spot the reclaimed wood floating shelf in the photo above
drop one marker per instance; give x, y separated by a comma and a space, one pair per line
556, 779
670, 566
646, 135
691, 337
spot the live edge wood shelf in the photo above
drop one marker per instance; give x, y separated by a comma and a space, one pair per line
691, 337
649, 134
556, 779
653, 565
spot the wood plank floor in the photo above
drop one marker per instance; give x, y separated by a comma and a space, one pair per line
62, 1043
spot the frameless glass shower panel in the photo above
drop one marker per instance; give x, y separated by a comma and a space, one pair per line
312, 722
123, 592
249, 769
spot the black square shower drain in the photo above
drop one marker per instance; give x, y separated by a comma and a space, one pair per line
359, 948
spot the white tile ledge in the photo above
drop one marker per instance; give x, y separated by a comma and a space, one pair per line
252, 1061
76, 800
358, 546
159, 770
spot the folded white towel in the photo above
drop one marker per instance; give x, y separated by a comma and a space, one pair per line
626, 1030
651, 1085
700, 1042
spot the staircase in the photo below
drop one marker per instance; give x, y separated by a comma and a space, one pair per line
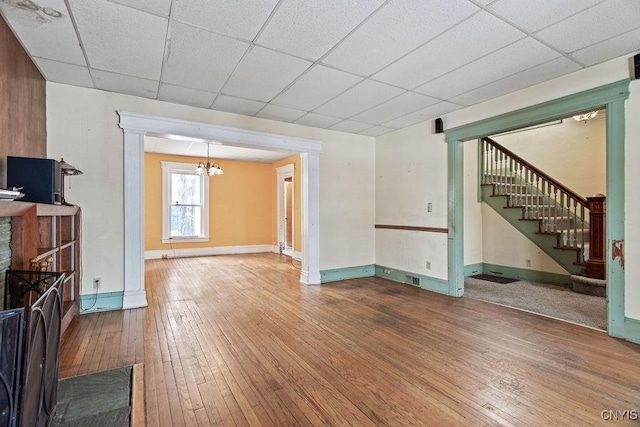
551, 215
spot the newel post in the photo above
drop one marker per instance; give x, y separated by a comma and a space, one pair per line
597, 212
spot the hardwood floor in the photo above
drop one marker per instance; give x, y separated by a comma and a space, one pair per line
236, 340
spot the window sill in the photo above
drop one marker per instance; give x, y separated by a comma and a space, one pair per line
185, 240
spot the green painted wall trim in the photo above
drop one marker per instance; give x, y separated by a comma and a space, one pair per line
347, 273
455, 219
524, 274
473, 269
612, 96
540, 113
426, 282
94, 303
632, 330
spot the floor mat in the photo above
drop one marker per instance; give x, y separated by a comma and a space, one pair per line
99, 399
494, 279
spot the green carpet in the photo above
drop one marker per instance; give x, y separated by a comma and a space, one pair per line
99, 399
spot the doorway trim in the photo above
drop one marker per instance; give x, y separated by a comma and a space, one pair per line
612, 96
135, 126
283, 172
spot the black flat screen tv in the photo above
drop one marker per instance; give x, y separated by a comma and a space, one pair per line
40, 179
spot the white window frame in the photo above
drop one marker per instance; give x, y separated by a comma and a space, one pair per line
185, 168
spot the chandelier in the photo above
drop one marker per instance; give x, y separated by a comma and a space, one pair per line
209, 168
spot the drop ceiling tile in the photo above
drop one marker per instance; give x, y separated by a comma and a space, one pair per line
273, 156
606, 20
125, 84
315, 87
200, 59
406, 103
45, 35
397, 29
350, 126
317, 120
512, 59
428, 113
232, 104
377, 131
477, 36
282, 114
250, 154
186, 96
263, 73
60, 72
363, 96
120, 39
233, 18
532, 16
552, 69
157, 7
309, 28
626, 43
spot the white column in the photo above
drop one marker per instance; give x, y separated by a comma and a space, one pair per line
134, 293
310, 272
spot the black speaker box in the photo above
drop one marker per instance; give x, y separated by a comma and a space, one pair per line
439, 126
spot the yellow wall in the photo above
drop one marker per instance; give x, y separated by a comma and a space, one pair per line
297, 199
241, 203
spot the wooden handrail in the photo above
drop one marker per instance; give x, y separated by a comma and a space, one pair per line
580, 199
412, 228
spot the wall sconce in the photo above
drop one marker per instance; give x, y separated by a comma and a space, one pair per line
67, 170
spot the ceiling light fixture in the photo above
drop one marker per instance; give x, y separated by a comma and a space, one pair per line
209, 168
585, 116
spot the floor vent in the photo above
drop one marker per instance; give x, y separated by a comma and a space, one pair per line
412, 280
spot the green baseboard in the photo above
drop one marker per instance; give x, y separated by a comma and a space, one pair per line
425, 282
346, 273
631, 331
94, 303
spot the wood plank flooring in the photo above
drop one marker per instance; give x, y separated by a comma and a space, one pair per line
236, 340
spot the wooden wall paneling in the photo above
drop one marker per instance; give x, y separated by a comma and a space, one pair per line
22, 103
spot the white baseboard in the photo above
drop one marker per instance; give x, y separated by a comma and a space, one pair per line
218, 250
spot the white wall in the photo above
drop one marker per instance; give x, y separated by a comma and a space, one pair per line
397, 194
82, 127
473, 228
632, 208
572, 152
504, 245
411, 171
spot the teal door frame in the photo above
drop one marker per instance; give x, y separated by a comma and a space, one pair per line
612, 96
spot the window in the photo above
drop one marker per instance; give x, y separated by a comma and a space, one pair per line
185, 203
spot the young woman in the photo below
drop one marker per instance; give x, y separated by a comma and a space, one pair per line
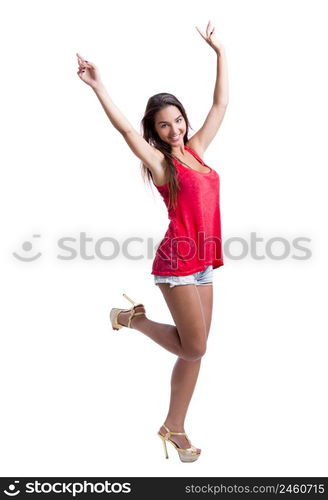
191, 248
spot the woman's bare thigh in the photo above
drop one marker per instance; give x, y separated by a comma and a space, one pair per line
185, 305
206, 297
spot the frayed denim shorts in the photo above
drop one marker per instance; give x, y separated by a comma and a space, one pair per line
204, 277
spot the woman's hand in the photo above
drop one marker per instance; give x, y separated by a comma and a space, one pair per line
88, 72
210, 38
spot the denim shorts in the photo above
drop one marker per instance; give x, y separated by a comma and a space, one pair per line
204, 277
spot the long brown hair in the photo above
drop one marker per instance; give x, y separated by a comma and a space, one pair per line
155, 104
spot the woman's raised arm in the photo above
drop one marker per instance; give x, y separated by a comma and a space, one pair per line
150, 156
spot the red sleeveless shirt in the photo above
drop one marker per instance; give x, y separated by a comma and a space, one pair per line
193, 238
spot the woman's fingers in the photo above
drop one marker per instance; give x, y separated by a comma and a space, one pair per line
201, 33
207, 28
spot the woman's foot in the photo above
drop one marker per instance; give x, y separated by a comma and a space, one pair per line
123, 317
180, 441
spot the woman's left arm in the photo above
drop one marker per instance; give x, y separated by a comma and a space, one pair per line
201, 139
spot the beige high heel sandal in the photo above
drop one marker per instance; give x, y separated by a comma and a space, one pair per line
185, 454
115, 312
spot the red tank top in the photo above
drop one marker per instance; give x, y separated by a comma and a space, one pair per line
193, 238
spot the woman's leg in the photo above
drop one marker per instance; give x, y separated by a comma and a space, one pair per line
191, 309
187, 338
185, 373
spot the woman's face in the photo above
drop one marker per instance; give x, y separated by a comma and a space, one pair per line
170, 125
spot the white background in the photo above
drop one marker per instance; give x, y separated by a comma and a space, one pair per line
79, 399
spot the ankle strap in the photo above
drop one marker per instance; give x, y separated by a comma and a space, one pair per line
175, 433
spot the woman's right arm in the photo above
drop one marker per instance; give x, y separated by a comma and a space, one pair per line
150, 156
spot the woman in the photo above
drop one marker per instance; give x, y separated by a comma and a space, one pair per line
191, 248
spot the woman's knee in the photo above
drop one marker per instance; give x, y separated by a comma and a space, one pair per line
194, 352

## [REQUIREMENT]
The lines to return run from the one containing "spot the ankle strap in the photo above" through the last line of the records above. Give them exactly and include nothing more.

## [WRITTEN RESPONSE]
spot the ankle strap in the photo above
drop one marker per instance; give x, y separated by a comma and a space, one pair per line
175, 433
spot the woman's right arm in the photo above
drop one marker per instance; give x, y separated by a comma and a space, one pair per line
150, 156
spot the woman in the photo above
drop one marker per instance; give x, y separated by a comma and a space, one pair per line
191, 248
spot the woman's knee in the photo above
drop one marker per instance; give x, y separated by a comma and a space, one pair per line
194, 352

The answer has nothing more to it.